### [SELECTED PASSAGE]

┌──

In [20]:
import pandas as pd
import numpy as np
import os
import random

import torch
import torch.nn as nn
import os
import yaml
import itertools
import json
import traceback

from datetime import datetime
from tqdm import tqdm
from pathlib import Path
from dotenv import load_dotenv
from torch.utils.data import DataLoader, TensorDataset

from trajectory_predictor import TrajectoryPredictor, trajectory_loss, DEVICE
from seed import set_seed
from config import flatten_config

from classification_rnn import ClassificationRNN, DEVICE
from seed import set_seed
from config import flatten_config

BASE = "../../data/aisdk/processed"


# 0 - Fetch the data

In [21]:
train_traj = np.load(os.path.join(BASE, "windows/train_trajectories.npz"))
val_traj = np.load(os.path.join(BASE, "windows/val_trajectories.npz"))
test_traj = np.load(os.path.join(BASE, "windows/test_trajectories.npz"))

X_train, X_val = train_traj["past"], val_traj["past"]
y_train, y_val = train_traj["future"], val_traj["future"]
c_train, c_val = train_traj["cluster"], val_traj["cluster"]



In [23]:
# %% Create data loaders
def make_loaders(batch_size, cid):

    # Boolean masks for this cluster
    train_mask = (c_train == cid)
    val_mask   = (c_val == cid)

    # Subset numpy arrays
    X_tr = X_train[train_mask]
    y_tr = y_train[train_mask]
    X_v  = X_val[val_mask]
    y_v  = y_val[val_mask]
    
    # %% Convert to PyTorch tensors
    X_train_t = torch.tensor(X_tr, dtype=torch.float32)
    X_val_t   = torch.tensor(X_v,   dtype=torch.float32)

    y_train_t = torch.tensor(y_tr, dtype=torch.float32)
    y_val_t   = torch.tensor(y_v,   dtype=torch.float32)

    # Create data loaders
    print(f"\nTensor shapes:")
    print(f"  X_train_t: {X_train_t.shape}")
    print(f"  X_val_t:   {X_val_t.shape}")
    print(f"  y_train_t: {y_train_t.shape}")
    print(f"  y_val_t:   {y_val_t.shape}")

    train_loader = DataLoader(TensorDataset(X_train_t, y_train_t), batch_size=batch_size, shuffle=True, drop_last=False)
    val_loader = DataLoader(TensorDataset(X_val_t, y_val_t), batch_size=batch_size, shuffle=False)
    
    return train_loader, val_loader

# 1 - Define training functions 
## 1.1 - One run

In [24]:
def _train_one_run(cfg, train_loader, val_loader, cid):
    device = cfg["device"]

    model = TrajectoryPredictor(
        input_dim=cfg["input_dim"],
        hidden_dim=cfg["hidden_dim"],
        output_dim=cfg["output_dim"],
        num_layers_encoder=cfg["num_layers_encoder"],
        num_layers_decoder=cfg["num_layers_decoder"],
        attn_dim=cfg["attn_dim"]
    ).to(device)

    opt = torch.optim.Adam(model.parameters(), lr=cfg["lr"], weight_decay=cfg["weight_decay"])

    best_val_mse = float("inf")

└──

### [DATASET ROWS]
┌──

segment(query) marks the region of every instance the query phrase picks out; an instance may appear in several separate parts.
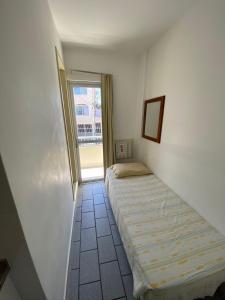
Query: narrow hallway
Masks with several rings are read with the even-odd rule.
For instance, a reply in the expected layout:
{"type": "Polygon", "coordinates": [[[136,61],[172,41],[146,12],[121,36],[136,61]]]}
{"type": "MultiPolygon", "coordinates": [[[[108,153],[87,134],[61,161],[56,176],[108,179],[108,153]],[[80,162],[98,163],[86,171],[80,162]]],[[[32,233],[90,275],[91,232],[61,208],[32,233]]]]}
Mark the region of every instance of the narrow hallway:
{"type": "Polygon", "coordinates": [[[67,300],[132,300],[133,279],[103,181],[82,184],[74,216],[67,300]]]}

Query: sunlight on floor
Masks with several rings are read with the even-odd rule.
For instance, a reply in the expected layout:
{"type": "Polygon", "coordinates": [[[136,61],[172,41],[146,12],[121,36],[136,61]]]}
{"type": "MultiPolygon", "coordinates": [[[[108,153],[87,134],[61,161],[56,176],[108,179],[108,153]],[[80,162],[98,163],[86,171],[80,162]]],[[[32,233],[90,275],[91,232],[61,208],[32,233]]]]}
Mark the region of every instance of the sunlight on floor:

└──

### [REQUESTS]
a - In the notebook code, what path is assigned to BASE?
b - Reproduce the stretch of the notebook code from "# %% Convert" through "y_train_t = torch.tensor(y_tr, dtype=torch.float32)".

### [ANSWERS TO EACH TASK]
a - BASE is set to "../../data/aisdk/processed".

b -
# %% Convert to PyTorch tensors
    X_train_t = torch.tensor(X_tr, dtype=torch.float32)
    X_val_t   = torch.tensor(X_v,   dtype=torch.float32)

    y_train_t = torch.tensor(y_tr, dtype=torch.float32)